**Data provided**
○ ○ ○ ○ ○ ○ ○

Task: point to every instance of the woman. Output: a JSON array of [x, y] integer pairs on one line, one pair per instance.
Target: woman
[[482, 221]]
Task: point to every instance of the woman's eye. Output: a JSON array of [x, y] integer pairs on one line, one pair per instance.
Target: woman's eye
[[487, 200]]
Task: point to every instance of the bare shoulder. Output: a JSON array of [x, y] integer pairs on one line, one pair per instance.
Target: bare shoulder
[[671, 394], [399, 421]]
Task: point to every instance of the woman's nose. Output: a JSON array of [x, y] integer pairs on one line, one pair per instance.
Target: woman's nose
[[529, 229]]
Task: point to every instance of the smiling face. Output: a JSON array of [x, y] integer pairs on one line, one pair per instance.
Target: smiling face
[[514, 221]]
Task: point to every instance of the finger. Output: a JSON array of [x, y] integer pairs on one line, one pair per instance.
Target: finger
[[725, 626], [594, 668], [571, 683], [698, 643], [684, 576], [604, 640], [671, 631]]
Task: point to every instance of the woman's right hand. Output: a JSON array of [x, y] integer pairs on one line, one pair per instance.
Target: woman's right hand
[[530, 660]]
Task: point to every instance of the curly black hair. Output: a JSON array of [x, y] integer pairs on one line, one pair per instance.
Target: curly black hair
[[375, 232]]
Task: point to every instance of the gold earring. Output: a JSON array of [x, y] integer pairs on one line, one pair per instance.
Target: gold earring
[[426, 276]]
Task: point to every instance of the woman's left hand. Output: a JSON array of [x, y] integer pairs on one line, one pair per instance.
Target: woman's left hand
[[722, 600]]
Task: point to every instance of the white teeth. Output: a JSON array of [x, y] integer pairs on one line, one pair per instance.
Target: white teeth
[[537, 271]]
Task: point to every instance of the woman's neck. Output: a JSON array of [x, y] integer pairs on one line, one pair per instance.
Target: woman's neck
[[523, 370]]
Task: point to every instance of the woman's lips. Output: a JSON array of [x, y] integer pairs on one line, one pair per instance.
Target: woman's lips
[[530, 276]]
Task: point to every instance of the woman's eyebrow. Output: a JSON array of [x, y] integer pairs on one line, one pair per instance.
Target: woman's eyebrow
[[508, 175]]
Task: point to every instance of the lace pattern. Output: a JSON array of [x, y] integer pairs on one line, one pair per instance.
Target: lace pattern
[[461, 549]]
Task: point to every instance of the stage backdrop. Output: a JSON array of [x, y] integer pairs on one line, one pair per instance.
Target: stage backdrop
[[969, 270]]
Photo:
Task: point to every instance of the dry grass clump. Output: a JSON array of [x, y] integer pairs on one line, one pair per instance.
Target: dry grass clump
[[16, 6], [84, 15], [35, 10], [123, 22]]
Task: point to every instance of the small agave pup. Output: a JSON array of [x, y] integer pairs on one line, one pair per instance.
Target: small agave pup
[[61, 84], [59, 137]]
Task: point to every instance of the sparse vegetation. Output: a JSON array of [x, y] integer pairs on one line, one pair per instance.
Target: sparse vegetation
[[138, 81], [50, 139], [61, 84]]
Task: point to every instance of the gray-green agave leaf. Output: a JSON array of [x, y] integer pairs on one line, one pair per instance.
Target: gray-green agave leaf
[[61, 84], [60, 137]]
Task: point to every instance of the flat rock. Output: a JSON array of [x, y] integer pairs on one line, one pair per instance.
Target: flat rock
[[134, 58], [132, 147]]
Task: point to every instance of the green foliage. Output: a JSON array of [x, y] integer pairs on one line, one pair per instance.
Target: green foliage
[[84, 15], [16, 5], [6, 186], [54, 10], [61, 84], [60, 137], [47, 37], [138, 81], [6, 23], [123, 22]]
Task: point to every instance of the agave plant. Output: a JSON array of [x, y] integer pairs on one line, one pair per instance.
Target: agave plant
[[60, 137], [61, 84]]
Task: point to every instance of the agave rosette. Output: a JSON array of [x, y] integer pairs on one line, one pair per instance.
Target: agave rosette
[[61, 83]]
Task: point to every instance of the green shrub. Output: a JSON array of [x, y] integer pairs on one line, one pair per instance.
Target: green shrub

○ ○ ○ ○ ○ ○ ○

**What this task involves**
Extract, verbatim, the lines from the one containing "Task: point to every instance of the green shrub." through the last line of the listing above.

**Exercise result**
Task: point to every instance of the green shrub. Output: a JSON array of [x, y] integer pairs on one line, one pair per instance.
Target: green shrub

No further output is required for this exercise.